╭─ DATA FOR ANALYSIS
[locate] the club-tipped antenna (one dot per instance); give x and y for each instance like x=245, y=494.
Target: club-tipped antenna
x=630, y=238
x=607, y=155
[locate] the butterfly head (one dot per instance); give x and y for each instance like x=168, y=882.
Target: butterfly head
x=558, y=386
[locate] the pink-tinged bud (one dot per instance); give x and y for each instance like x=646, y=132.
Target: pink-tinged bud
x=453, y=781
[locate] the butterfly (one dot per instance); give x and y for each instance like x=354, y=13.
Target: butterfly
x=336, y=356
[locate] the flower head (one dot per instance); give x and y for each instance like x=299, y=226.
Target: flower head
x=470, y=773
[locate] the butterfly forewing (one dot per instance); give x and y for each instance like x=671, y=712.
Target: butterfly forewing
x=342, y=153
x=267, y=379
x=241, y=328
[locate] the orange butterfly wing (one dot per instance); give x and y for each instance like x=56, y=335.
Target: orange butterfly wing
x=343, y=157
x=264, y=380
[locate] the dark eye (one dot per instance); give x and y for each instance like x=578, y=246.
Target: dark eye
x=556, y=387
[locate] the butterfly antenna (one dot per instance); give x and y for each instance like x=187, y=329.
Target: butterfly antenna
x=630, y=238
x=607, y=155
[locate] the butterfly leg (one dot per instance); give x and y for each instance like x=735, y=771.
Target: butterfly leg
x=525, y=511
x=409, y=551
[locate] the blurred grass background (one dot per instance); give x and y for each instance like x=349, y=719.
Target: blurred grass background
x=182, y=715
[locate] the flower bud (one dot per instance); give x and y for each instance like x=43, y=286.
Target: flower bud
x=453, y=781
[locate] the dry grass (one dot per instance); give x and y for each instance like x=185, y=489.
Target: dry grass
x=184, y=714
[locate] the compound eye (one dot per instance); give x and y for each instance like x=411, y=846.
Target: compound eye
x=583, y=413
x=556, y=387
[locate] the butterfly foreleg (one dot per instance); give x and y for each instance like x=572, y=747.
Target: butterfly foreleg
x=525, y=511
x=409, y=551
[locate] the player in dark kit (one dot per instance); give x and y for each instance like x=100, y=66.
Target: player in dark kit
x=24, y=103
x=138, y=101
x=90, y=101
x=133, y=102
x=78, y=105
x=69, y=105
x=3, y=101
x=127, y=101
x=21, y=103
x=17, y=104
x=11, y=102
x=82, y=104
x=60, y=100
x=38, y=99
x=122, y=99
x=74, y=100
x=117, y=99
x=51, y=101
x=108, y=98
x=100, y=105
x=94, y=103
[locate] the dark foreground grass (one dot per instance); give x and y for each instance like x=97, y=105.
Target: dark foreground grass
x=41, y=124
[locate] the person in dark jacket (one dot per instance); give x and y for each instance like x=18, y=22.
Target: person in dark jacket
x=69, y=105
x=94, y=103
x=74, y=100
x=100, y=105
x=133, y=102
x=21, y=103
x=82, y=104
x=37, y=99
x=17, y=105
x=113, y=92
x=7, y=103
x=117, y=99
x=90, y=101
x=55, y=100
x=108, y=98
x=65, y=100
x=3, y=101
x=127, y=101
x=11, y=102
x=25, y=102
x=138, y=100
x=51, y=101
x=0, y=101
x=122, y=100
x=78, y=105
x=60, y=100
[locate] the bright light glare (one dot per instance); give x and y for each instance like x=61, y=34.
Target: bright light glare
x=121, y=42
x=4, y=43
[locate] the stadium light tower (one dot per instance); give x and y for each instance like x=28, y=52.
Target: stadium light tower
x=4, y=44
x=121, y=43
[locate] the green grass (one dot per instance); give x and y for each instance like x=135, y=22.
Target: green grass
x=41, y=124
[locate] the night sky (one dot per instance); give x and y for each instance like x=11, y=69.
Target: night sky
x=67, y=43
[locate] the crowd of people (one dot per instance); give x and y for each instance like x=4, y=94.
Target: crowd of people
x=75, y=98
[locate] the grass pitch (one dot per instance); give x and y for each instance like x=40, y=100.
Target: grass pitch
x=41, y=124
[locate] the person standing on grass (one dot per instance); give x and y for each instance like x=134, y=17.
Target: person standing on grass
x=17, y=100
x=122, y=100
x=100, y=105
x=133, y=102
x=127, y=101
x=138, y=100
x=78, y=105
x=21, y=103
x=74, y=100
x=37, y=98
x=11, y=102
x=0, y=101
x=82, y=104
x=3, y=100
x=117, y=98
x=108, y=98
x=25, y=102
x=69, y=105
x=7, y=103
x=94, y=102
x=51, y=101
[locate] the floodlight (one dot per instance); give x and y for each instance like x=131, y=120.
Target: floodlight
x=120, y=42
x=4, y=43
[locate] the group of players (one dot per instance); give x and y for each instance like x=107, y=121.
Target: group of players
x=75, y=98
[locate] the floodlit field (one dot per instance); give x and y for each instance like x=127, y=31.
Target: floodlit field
╰─
Once more, write out all the data above exactly as given.

[locate] the club-tipped antenna (one dot per instance); give x and y for each instance like x=245, y=494.
Target: club-tipped antenna
x=630, y=238
x=607, y=155
[locate] the butterfly head (one dot per instance); give x and y for each instance like x=168, y=882.
Target: butterfly head
x=558, y=386
[locate] the pink-tinged bud (one dot per instance); give x and y for each instance like x=646, y=132.
Target: pink-tinged bud
x=453, y=781
[locate] the butterfly (one dot per instance); give x and y for each instance like x=354, y=13.
Target: butterfly
x=336, y=356
[locate] the flower head (one dot per instance); give x and y for each instance like x=299, y=226.
Target: flower head
x=470, y=773
[locate] the butterfly forewing (one dot per instance); give x and y for each instance like x=671, y=712.
Target: butterfly forewing
x=342, y=153
x=267, y=379
x=241, y=328
[locate] the orange butterfly wing (one dot per instance); give x and y for each instance like x=56, y=335.
Target: orange butterfly wing
x=343, y=157
x=264, y=380
[locate] the dark eye (one dot per instance); give x and y for each instance like x=578, y=246.
Target: dark eye
x=556, y=387
[locate] the butterfly antenna (one dot per instance); give x and y for each instance like x=187, y=329.
Target: butterfly antenna
x=630, y=238
x=607, y=155
[locate] the butterfly leg (one dot per instance); give x and y for each instance like x=735, y=771.
Target: butterfly leg
x=525, y=511
x=409, y=551
[locate] the blurred grass background (one dot per instance); give x and y for each instance like x=349, y=719.
Target: blurred grass background
x=182, y=715
[locate] the flower bud (one dot per instance); give x and y for each instance like x=43, y=286.
Target: flower bud
x=453, y=781
[locate] the dry grass (one dot per instance); give x and y for each instance like x=185, y=489.
Target: dry grass
x=184, y=714
[locate] the compound eye (one dot per instance); give x and y for each instance like x=411, y=846.
Target: compound eye
x=583, y=413
x=556, y=387
[locate] the butterfly foreleg (one dot per instance); give x and y for each instance like x=572, y=747.
Target: butterfly foreleg
x=525, y=511
x=409, y=551
[locate] the player in dark kit (one dot per instance); give x and y for each instance like x=100, y=66.
Target: player in dark kit
x=24, y=103
x=138, y=101
x=90, y=101
x=133, y=102
x=78, y=105
x=69, y=105
x=3, y=101
x=127, y=101
x=21, y=103
x=17, y=104
x=11, y=102
x=82, y=104
x=60, y=100
x=38, y=99
x=122, y=99
x=74, y=100
x=117, y=99
x=51, y=101
x=108, y=98
x=100, y=105
x=94, y=103
[locate] the dark foreground grass (one dot per instance); give x and y for each instance like x=97, y=105.
Target: dark foreground grass
x=41, y=124
[locate] the person in dark jacket (one dot per instance); give x and y for each instance like x=18, y=22.
Target: person in dark jacket
x=69, y=105
x=94, y=103
x=74, y=100
x=100, y=105
x=133, y=102
x=21, y=103
x=82, y=104
x=37, y=99
x=17, y=105
x=113, y=92
x=7, y=103
x=117, y=99
x=90, y=101
x=55, y=100
x=108, y=98
x=65, y=100
x=3, y=101
x=127, y=101
x=11, y=102
x=25, y=102
x=138, y=100
x=51, y=101
x=0, y=101
x=122, y=100
x=78, y=105
x=60, y=100
[locate] the bright light glare (one dot per instance); give x and y for each instance like x=61, y=34.
Target: bright light glare
x=121, y=42
x=4, y=43
[locate] the stadium light tower (one dot per instance); give x and y for each instance like x=28, y=52.
Target: stadium light tower
x=4, y=44
x=121, y=43
[locate] the green grass (one dot per instance); give x and y for each instance like x=135, y=22.
Target: green grass
x=41, y=124
[locate] the night sky (one dot per instance); give x and y for each instance like x=11, y=69.
Target: night sky
x=67, y=43
[locate] the crowd of people (one dot per instance); give x and y for each instance like x=4, y=94.
Target: crowd of people
x=75, y=98
[locate] the grass pitch (one dot per instance); give x and y for each instance like x=40, y=100.
Target: grass pitch
x=41, y=124
[locate] the person standing on grass (one dot per instance); give x and y for each instance like x=134, y=17.
Target: person standing on grass
x=17, y=100
x=122, y=100
x=100, y=105
x=133, y=102
x=127, y=101
x=138, y=100
x=78, y=105
x=21, y=103
x=74, y=100
x=37, y=98
x=11, y=102
x=0, y=101
x=82, y=104
x=3, y=100
x=117, y=98
x=108, y=98
x=25, y=102
x=69, y=105
x=7, y=103
x=94, y=102
x=51, y=101
[locate] the floodlight (one dot per instance); give x and y for each instance like x=131, y=120.
Target: floodlight
x=120, y=42
x=4, y=43
[locate] the group of players (one dot per instance); give x and y for each instance like x=107, y=121.
Target: group of players
x=75, y=98
[locate] the floodlit field (one dot per instance); give x and y for each instance like x=127, y=31.
Target: floodlit field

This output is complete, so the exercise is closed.